• _Alıştırma_:
Aşağıdaki Erzurum'daki sahaf binasıyla ilgili metne göre şunları cevaplayın:
1. Üzerinde "Sahaf" yazan eski bina nerede duruyor?
2. Metin, sahafı kitap satılan bir yer olmanın ötesinde neye benzetiyor?
3. Yazarı en çok heyecanlandıran soru hangisi?

• _Metin Parçası_:
┄┄┄┄┄┄

Erzurum, tarih boyunca kültür ve sanatın kalbinin attığı şehirlerden biri olmuştur. Bu değerleri yaşatmak, yeni nesillere aktarmak ise hepimizin ortak sorumluluğu. Büyükşehir Belediyesi’nin kültür hizmetlerine hız kesmeden devam etmesi, bu sorumluluğun en güzel göstergesi. Özellikle son günlerde dikkatimi çeken Erzurum Kalesi’nin hemen altında, üzerinde “Sahaf” yazan o eski bina oldu.
Sahaf, sadece kitapların satıldığı bir yer değil; geçmişle bugün arasında kurulan bir köprü, kültürün ve bilginin yaşadığı mekandır. Erzurum’da böylesine tarihi ve manevi değeri olan bir bina, elbette ki özel bir görevle buluşmalı. Peki, bu sahaf evi kime verildi? Belediye ne zaman açacak? Çalışma saatleri nasıl olacak? Tüm bu soruların içinde beni en çok heyecanlandıran soru, “Kime verilecek?” sorusu.

┄┄┄┄┄┄

Bir koleksiyondan alınmış kayıtlar:
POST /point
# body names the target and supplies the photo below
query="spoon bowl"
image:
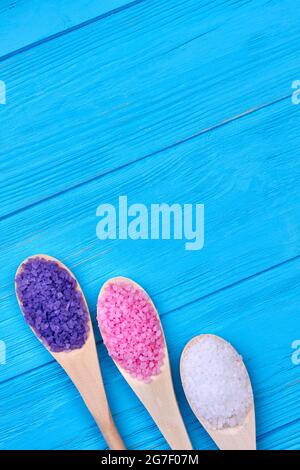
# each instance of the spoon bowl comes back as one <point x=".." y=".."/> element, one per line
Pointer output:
<point x="158" y="395"/>
<point x="239" y="437"/>
<point x="82" y="366"/>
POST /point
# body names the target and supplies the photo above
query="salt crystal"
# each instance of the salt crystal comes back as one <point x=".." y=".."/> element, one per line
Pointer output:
<point x="55" y="310"/>
<point x="139" y="346"/>
<point x="216" y="382"/>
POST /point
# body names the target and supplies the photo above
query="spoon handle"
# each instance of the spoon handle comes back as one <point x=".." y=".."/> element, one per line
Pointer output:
<point x="84" y="371"/>
<point x="159" y="399"/>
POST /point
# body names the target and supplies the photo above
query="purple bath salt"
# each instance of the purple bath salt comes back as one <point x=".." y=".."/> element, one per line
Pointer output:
<point x="52" y="304"/>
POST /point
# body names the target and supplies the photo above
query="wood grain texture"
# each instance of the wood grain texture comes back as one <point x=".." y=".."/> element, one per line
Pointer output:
<point x="164" y="101"/>
<point x="55" y="18"/>
<point x="134" y="83"/>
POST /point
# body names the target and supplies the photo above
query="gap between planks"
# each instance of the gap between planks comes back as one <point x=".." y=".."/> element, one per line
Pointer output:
<point x="153" y="154"/>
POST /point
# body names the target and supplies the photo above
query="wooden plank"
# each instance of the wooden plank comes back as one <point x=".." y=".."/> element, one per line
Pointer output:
<point x="40" y="20"/>
<point x="248" y="181"/>
<point x="142" y="80"/>
<point x="259" y="316"/>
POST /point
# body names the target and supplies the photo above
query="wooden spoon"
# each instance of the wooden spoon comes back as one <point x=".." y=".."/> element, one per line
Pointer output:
<point x="158" y="396"/>
<point x="241" y="437"/>
<point x="83" y="368"/>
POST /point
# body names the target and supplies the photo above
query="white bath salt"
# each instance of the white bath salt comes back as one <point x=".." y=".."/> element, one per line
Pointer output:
<point x="216" y="382"/>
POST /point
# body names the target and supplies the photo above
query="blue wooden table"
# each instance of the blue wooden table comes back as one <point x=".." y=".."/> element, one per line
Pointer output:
<point x="162" y="101"/>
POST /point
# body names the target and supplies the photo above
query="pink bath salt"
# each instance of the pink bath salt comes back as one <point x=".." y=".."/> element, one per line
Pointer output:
<point x="131" y="329"/>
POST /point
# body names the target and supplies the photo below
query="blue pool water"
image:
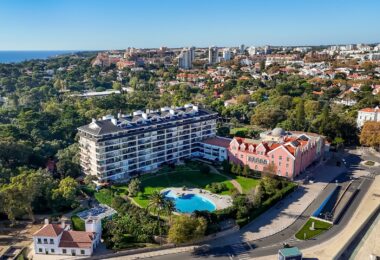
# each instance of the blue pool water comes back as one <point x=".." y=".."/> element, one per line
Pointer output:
<point x="190" y="202"/>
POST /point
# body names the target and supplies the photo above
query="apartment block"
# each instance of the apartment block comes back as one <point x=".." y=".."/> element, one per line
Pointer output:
<point x="117" y="148"/>
<point x="288" y="153"/>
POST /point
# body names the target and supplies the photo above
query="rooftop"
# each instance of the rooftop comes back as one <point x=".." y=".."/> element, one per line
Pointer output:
<point x="50" y="230"/>
<point x="77" y="239"/>
<point x="218" y="141"/>
<point x="139" y="119"/>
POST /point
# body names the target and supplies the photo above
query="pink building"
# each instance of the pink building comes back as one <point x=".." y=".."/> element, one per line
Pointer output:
<point x="289" y="152"/>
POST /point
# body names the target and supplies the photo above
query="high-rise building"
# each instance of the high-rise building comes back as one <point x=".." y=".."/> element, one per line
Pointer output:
<point x="186" y="58"/>
<point x="227" y="54"/>
<point x="242" y="48"/>
<point x="212" y="55"/>
<point x="116" y="148"/>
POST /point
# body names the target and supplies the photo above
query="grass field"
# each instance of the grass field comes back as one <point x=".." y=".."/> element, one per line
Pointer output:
<point x="320" y="227"/>
<point x="179" y="178"/>
<point x="78" y="223"/>
<point x="104" y="196"/>
<point x="246" y="183"/>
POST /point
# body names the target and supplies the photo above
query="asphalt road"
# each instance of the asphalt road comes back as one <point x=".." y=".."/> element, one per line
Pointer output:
<point x="270" y="245"/>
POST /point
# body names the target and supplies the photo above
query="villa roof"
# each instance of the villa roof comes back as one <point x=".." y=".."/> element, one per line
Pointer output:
<point x="78" y="239"/>
<point x="50" y="230"/>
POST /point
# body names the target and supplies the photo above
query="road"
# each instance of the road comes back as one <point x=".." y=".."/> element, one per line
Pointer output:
<point x="270" y="245"/>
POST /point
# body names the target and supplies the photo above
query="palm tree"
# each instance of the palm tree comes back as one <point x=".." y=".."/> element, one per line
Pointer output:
<point x="156" y="205"/>
<point x="169" y="209"/>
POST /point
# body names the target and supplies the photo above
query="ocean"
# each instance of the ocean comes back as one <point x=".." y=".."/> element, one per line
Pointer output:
<point x="19" y="56"/>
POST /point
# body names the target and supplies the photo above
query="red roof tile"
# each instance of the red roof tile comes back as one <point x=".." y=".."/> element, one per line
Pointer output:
<point x="50" y="230"/>
<point x="78" y="239"/>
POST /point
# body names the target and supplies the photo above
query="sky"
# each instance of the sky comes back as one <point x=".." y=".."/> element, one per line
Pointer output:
<point x="118" y="24"/>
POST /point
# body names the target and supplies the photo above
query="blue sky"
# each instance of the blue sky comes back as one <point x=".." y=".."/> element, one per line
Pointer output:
<point x="117" y="24"/>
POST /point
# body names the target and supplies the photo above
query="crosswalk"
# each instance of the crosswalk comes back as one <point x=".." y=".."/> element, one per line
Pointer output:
<point x="240" y="252"/>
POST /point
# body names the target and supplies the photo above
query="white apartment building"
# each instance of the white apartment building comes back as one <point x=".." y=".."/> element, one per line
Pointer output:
<point x="118" y="148"/>
<point x="368" y="114"/>
<point x="58" y="239"/>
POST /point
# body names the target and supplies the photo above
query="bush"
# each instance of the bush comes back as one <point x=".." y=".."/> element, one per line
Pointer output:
<point x="78" y="223"/>
<point x="217" y="187"/>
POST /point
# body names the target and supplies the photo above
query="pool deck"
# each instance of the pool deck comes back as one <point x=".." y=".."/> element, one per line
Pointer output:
<point x="220" y="201"/>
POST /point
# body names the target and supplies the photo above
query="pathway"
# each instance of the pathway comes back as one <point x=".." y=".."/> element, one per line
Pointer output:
<point x="286" y="212"/>
<point x="216" y="171"/>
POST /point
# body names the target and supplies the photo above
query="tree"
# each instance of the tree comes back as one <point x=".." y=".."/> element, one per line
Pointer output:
<point x="186" y="229"/>
<point x="246" y="171"/>
<point x="64" y="196"/>
<point x="238" y="169"/>
<point x="204" y="169"/>
<point x="169" y="209"/>
<point x="157" y="203"/>
<point x="255" y="196"/>
<point x="134" y="187"/>
<point x="300" y="116"/>
<point x="370" y="134"/>
<point x="226" y="166"/>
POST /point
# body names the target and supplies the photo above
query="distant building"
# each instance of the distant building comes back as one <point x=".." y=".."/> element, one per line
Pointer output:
<point x="290" y="153"/>
<point x="59" y="239"/>
<point x="212" y="55"/>
<point x="227" y="54"/>
<point x="368" y="114"/>
<point x="186" y="58"/>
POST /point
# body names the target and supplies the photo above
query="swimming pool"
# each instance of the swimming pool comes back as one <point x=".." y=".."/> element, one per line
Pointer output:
<point x="188" y="203"/>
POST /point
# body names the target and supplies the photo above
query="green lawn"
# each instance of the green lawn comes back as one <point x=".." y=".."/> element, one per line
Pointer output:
<point x="320" y="227"/>
<point x="104" y="196"/>
<point x="246" y="183"/>
<point x="78" y="223"/>
<point x="179" y="178"/>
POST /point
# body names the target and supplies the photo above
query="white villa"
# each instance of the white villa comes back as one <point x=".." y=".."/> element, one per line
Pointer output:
<point x="368" y="114"/>
<point x="59" y="239"/>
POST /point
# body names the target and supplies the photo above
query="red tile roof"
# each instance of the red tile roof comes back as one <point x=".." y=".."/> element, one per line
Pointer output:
<point x="217" y="141"/>
<point x="50" y="230"/>
<point x="78" y="239"/>
<point x="369" y="109"/>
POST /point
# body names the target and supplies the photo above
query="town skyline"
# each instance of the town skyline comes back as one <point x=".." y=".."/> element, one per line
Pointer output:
<point x="100" y="25"/>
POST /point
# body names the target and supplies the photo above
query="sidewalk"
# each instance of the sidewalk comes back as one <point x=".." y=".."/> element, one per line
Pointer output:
<point x="330" y="248"/>
<point x="287" y="211"/>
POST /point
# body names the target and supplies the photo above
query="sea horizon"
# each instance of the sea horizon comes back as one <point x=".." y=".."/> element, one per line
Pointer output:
<point x="16" y="56"/>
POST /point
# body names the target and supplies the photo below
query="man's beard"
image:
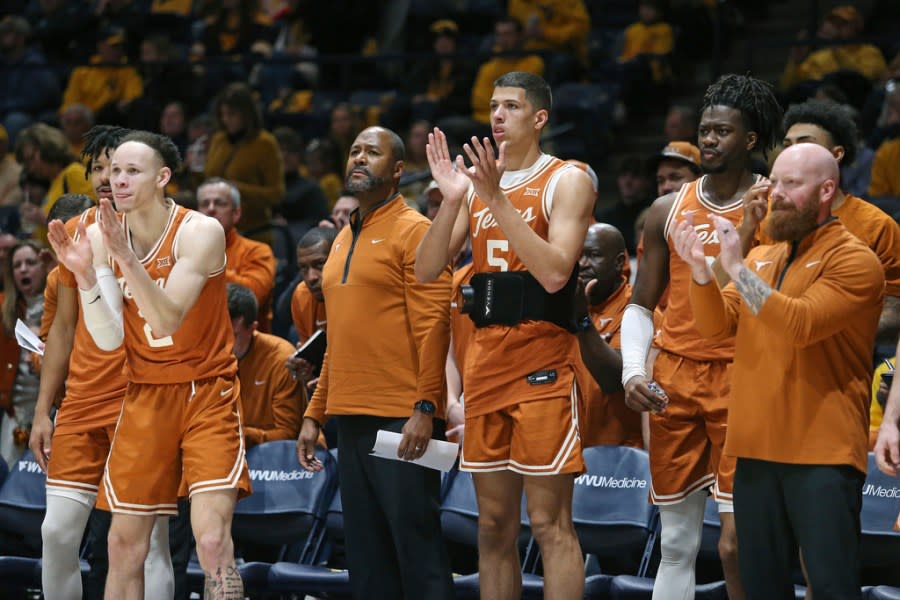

┄┄┄┄┄┄

• _Cevap_:
1. Erzurum Kalesi'nin hemen altında.
2. Geçmişle bugün arasında kurulan bir köprüye, kültürün ve bilginin yaşadığı bir mekana.
3. "Kime verilecek?" sorusu.